Objetivo —
Continúa el fragmento sobre la añoranza de los folkloreros por la vida en el rancho a partir de su última oración.

A veces me río solo, otras ocasiones me enojo al oir a los folkloreros hablando de lo lindo que sería volver al tiempo de antes, la mama en el patio de tierra, lavando la ropa, el tata trenzando un lazo, un bozal, los hermanos jugando descalzos, cerca del corral y ellos yendo felices a sacar la leche de las cabras. Sí che. Vení, contame.

Comprendo perfectamente: extrañan la niñez junto al padre, la madre y los hermanos, tal vez perdidos para siempre, en una de esas, lejanos. Entiendo la melancolía por el tiempo chicanqui. Tengo aprendido eso de la infancia como la patria de cada uno, un lugar imaginario para volver aunque sea una sola vez antes de morirse. Pero, ¿extrañar esa vida? Ni ahí.

Hablan con romanticismo del rancho de paredes amasadas con barro, techo de pasto y tierra apisonada, horcones de quebracho colorado como una obra maestra del campesino. Parecen creer que son una especie de diletantes de la cultura del bosque, seres excéntricos que prefieren una choza santiagueña, fabricada con lo que hallan a mano, antes que una de ladrillo y cemento. Insisten: “Pero eran frescos en el verano y abrigados en el invierto”.

Datos proporcionados —
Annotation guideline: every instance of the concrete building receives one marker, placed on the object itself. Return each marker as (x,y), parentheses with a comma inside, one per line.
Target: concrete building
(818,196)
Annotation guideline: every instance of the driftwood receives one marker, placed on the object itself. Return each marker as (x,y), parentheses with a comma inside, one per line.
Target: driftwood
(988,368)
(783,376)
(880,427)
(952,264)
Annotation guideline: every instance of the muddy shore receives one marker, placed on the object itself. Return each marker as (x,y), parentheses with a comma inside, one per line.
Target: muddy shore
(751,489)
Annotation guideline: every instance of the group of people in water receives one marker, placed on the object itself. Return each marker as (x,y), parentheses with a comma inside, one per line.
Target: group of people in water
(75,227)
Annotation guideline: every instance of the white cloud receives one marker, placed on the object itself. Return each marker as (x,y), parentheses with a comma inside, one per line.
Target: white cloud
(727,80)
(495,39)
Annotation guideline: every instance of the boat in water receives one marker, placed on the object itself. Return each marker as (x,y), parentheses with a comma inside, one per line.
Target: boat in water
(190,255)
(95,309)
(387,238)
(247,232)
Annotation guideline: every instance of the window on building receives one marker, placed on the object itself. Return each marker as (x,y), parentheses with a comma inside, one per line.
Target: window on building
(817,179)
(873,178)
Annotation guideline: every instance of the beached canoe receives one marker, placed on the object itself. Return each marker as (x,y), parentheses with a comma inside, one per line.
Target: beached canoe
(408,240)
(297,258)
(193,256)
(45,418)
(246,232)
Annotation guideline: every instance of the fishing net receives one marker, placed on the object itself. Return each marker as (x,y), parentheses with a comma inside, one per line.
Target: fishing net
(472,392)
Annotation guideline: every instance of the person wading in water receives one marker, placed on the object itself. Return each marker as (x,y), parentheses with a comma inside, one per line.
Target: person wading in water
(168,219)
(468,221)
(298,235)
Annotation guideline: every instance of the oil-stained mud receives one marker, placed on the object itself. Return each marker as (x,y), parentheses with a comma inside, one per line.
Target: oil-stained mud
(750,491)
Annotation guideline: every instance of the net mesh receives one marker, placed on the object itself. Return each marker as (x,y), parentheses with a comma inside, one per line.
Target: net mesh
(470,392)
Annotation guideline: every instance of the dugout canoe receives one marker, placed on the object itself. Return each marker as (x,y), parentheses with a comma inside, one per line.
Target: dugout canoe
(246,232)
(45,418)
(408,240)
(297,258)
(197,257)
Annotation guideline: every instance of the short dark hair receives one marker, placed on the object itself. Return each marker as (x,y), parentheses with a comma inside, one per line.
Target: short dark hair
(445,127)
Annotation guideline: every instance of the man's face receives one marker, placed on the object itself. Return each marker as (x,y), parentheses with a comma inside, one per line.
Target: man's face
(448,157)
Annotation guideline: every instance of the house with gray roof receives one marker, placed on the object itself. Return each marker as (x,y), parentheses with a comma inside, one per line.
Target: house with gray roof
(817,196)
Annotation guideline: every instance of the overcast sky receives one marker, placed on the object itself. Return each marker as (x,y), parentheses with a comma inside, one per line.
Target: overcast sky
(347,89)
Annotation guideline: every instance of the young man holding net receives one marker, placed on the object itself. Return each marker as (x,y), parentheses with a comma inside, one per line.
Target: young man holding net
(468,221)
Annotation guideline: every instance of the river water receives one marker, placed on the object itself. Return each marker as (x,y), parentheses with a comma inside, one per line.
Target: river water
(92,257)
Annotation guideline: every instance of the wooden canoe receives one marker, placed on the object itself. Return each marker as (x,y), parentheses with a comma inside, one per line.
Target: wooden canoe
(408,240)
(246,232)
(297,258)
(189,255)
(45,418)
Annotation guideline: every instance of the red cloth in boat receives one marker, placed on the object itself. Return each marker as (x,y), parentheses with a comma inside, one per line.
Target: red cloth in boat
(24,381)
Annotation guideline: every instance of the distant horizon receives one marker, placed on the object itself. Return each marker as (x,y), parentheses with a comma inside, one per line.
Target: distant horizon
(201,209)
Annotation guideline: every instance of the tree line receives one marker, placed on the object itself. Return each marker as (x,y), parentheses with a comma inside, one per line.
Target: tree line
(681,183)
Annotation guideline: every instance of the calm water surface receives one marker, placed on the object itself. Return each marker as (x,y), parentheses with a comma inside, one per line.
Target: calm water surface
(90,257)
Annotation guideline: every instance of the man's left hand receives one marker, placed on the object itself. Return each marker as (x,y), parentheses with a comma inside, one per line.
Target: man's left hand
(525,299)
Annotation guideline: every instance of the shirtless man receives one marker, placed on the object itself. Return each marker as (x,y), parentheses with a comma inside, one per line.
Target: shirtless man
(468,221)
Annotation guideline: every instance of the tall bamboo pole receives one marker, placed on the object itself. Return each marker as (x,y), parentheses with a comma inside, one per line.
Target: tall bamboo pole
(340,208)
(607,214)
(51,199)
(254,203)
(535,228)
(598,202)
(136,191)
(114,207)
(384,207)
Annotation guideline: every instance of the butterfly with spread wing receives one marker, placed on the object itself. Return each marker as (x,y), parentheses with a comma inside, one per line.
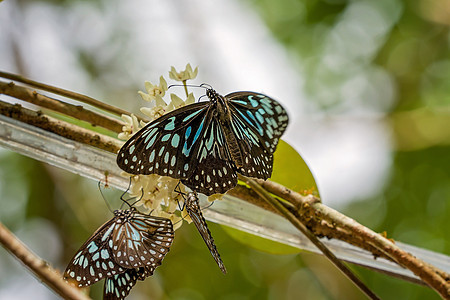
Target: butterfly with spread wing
(126,248)
(204,144)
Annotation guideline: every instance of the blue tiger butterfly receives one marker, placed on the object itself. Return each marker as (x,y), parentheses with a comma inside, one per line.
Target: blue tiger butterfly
(204,144)
(126,248)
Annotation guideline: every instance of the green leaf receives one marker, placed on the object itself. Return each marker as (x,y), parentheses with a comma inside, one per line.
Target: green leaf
(259,243)
(290,170)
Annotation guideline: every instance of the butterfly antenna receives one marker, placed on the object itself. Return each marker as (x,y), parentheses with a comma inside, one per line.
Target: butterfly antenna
(206,86)
(140,198)
(189,85)
(103,196)
(177,189)
(123,194)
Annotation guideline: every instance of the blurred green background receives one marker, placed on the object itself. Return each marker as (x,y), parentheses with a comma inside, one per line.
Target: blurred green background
(387,61)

Respuesta —
Pues sí, pero las vinchucas se cansaban de picarlos por las noches, haciendo estragos. Se morían como moscas, muchas veces antes de los 20 años, decían por el corazón grande y era el mal de chagas, amigos. Prefiero mil veces el techo de chapa caliente en verano y helado en invierno, pero al menos asegurarme una vida un poco más larga o con algo más de salud y de dignidad.

Digan lo que quieran de las casas construidas por el gobierno, si hubieran querido continuar con sus ranchos, nada en el mundo habría tenido fuerzas para sacar a un campesino de su lugar de origen. Pero, mire usté, prefiere el barrio, con agua corriente, inodoro, ducha, amigo, ¡ducha!, ¿entiende lo que es eso para alguien que toda su vida se bañó tirándose agua con un tarrito y un solo balde a su disposición?

Más el gas, por supuesto. Todo muy bien con la comida en las cocinas de antes, pero vaya a juntar la leña, luego enciéndala, espere que se haga bien el fuego, aparte las brasas, ponga la olla encima, todo en medio del humo, el calor y la molestia de andarse agachando constantemente. Sin contar, por supuesto, con que algunas mujeres parecían ancianas a los 40 años, el rostro partido por las arrugas que causa el fuego resecando la piel.

Hablar de la electricidad y sus múltiples beneficios para la vida, sería una burla a los lectores de este diario. De todas maneras, hagan el favor de comparar un mechero o una vela con una bombita de luz. Y después avisen si pueden leer, cocinar, alumbrarse para comer o buscarse una garrancha.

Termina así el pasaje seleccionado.